What the exercise asks:
Pull out each line in the items below that contains the string "shirt". The match is case-sensitive.

Rows:
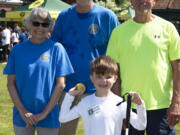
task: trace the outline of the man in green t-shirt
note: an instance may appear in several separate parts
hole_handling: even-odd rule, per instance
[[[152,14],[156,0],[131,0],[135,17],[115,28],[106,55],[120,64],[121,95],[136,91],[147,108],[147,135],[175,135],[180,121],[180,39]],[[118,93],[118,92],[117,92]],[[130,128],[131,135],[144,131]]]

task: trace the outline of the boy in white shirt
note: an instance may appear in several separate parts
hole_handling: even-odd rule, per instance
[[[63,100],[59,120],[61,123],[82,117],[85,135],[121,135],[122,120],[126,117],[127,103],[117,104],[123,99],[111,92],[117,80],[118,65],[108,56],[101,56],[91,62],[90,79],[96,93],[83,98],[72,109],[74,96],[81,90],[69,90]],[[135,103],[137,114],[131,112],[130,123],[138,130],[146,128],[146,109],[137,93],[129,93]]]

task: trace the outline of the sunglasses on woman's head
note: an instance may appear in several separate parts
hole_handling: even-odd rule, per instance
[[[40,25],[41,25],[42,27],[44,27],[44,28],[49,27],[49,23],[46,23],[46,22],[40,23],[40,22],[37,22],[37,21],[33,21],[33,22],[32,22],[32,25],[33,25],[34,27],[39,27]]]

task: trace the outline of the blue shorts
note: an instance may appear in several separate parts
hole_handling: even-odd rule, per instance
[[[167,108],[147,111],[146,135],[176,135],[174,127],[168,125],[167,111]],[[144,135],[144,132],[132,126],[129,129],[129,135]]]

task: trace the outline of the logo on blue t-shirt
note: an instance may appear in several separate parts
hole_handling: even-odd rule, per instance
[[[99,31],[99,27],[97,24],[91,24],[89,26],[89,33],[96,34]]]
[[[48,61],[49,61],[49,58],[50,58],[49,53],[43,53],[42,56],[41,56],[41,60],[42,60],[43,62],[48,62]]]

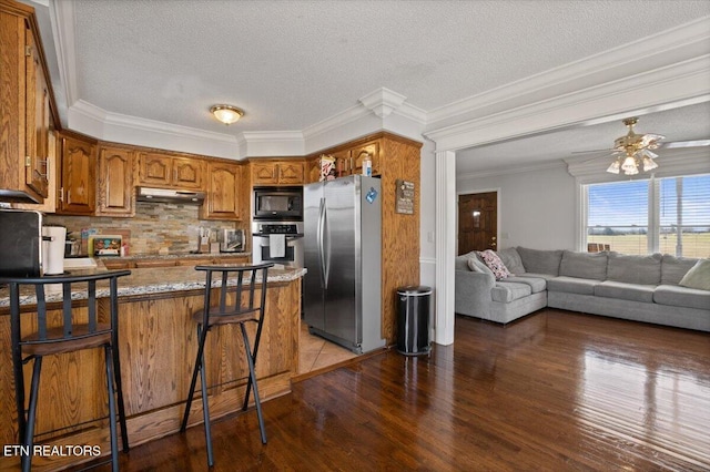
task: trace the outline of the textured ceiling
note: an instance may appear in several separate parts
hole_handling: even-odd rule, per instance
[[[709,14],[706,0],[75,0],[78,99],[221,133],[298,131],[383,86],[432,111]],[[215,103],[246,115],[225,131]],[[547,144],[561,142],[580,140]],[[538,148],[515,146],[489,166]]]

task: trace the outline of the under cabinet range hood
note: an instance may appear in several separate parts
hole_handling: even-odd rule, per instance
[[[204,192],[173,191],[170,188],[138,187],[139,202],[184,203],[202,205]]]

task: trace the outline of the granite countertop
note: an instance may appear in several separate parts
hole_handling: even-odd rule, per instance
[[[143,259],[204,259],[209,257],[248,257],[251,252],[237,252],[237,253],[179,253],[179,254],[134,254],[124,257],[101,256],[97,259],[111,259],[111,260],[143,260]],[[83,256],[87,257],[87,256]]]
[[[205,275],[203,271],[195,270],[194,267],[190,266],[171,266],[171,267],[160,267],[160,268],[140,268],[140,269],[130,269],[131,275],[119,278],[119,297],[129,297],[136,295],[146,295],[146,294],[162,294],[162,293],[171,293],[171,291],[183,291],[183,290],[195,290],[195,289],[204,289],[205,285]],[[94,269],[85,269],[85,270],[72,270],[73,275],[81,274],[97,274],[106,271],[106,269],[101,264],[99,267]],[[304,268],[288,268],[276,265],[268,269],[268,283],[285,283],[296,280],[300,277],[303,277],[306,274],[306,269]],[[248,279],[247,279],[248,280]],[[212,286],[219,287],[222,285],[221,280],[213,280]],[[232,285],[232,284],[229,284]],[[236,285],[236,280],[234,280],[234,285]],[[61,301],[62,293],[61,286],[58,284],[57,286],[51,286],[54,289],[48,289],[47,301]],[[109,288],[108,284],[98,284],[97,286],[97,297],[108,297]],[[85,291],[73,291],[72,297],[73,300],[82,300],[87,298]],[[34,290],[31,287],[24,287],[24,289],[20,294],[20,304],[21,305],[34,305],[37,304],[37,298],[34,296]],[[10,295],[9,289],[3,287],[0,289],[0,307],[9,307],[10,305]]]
---
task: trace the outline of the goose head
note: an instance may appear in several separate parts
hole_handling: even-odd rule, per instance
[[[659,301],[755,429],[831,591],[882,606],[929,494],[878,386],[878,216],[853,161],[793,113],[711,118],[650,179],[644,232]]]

Answer to the problem:
task: trace the outline of the man in green t-shirt
task: trace the outline of the boy in white shirt
task: trace the outline of the logo on blue t-shirt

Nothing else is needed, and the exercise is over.